Prompt: Everything in the listing must be transcribed exactly, from the first line to the last.

Data section:

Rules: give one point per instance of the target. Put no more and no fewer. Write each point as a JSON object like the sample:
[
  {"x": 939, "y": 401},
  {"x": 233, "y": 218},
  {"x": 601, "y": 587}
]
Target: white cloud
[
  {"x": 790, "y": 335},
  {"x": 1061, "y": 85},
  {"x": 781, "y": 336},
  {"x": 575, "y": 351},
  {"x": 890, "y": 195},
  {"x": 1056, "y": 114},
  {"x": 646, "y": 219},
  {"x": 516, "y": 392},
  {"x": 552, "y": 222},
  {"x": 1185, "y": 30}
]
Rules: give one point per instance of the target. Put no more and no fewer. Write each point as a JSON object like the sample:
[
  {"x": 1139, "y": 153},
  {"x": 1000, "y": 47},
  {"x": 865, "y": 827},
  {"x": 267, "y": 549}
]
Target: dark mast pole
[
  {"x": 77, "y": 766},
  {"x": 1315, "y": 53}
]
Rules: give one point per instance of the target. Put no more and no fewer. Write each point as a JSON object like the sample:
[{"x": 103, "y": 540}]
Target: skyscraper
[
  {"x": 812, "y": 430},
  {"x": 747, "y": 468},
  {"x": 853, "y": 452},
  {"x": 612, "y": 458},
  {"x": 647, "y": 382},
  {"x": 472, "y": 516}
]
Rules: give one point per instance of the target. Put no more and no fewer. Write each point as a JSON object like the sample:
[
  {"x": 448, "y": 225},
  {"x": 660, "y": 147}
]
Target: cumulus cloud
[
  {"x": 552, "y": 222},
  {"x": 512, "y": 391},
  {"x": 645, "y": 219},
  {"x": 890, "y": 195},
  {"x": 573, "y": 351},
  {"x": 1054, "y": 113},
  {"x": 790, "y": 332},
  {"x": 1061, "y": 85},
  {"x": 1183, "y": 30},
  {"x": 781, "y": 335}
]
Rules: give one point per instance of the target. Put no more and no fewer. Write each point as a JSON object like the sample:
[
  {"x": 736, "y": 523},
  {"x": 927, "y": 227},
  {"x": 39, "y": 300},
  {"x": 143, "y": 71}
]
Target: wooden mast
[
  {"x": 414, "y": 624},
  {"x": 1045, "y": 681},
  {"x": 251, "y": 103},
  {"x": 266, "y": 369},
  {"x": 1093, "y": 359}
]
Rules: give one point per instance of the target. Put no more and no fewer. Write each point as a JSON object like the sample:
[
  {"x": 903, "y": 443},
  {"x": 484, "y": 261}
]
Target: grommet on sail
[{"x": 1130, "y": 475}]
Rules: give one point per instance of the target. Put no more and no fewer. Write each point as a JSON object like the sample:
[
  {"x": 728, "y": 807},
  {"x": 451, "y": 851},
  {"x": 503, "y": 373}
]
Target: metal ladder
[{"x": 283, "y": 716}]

Answer for this exercise:
Rules: give one point per instance of the target. Put no more and no fewer. Write each point as a JSON object like the sample:
[
  {"x": 939, "y": 401},
  {"x": 233, "y": 218},
  {"x": 601, "y": 587}
]
Target: white cloud
[
  {"x": 790, "y": 335},
  {"x": 1061, "y": 85},
  {"x": 781, "y": 336},
  {"x": 575, "y": 351},
  {"x": 890, "y": 195},
  {"x": 1056, "y": 114},
  {"x": 646, "y": 219},
  {"x": 516, "y": 392},
  {"x": 552, "y": 222},
  {"x": 1185, "y": 30}
]
Rules: give one point per instance of the target. Put no more and no fewer. Write each point as a JSON object like the sample:
[
  {"x": 1139, "y": 153},
  {"x": 1000, "y": 47},
  {"x": 865, "y": 827},
  {"x": 267, "y": 549}
]
Target: dark mast pole
[
  {"x": 77, "y": 766},
  {"x": 1315, "y": 53}
]
Rules: give one point per instance of the target. Put no more and no fewer. Write each point as a JSON object like the sample:
[{"x": 103, "y": 540}]
Target: skyscraper
[
  {"x": 812, "y": 430},
  {"x": 747, "y": 468},
  {"x": 853, "y": 452},
  {"x": 612, "y": 458},
  {"x": 647, "y": 382},
  {"x": 472, "y": 516}
]
Rules: give one point per instance of the target. Put no more and no fewer. Write each point as a JSON object like the sample:
[
  {"x": 448, "y": 225},
  {"x": 660, "y": 147}
]
Target: cumulus cloud
[
  {"x": 552, "y": 222},
  {"x": 512, "y": 391},
  {"x": 645, "y": 219},
  {"x": 890, "y": 195},
  {"x": 573, "y": 351},
  {"x": 1054, "y": 113},
  {"x": 790, "y": 332},
  {"x": 1061, "y": 85},
  {"x": 1183, "y": 30},
  {"x": 781, "y": 335}
]
Rules: give one point per instance of the target. Put no more and no fewer. Write each point as a JSON object like the sample:
[
  {"x": 736, "y": 523},
  {"x": 927, "y": 227},
  {"x": 39, "y": 300},
  {"x": 143, "y": 71}
]
Target: wooden mast
[
  {"x": 414, "y": 624},
  {"x": 1045, "y": 681},
  {"x": 251, "y": 103},
  {"x": 266, "y": 369},
  {"x": 1093, "y": 359}
]
Rules: give one point per instance of the target. Put no more and no fewer. Write each point as a JSON object like the sample:
[
  {"x": 903, "y": 443},
  {"x": 484, "y": 261}
]
Target: grommet on sail
[{"x": 1130, "y": 475}]
Rules: give one point per instance of the target. Put no more and no fewer. Write each point as a JSON object like the sample:
[
  {"x": 728, "y": 807},
  {"x": 451, "y": 851},
  {"x": 503, "y": 373}
]
Target: metal ladder
[{"x": 283, "y": 716}]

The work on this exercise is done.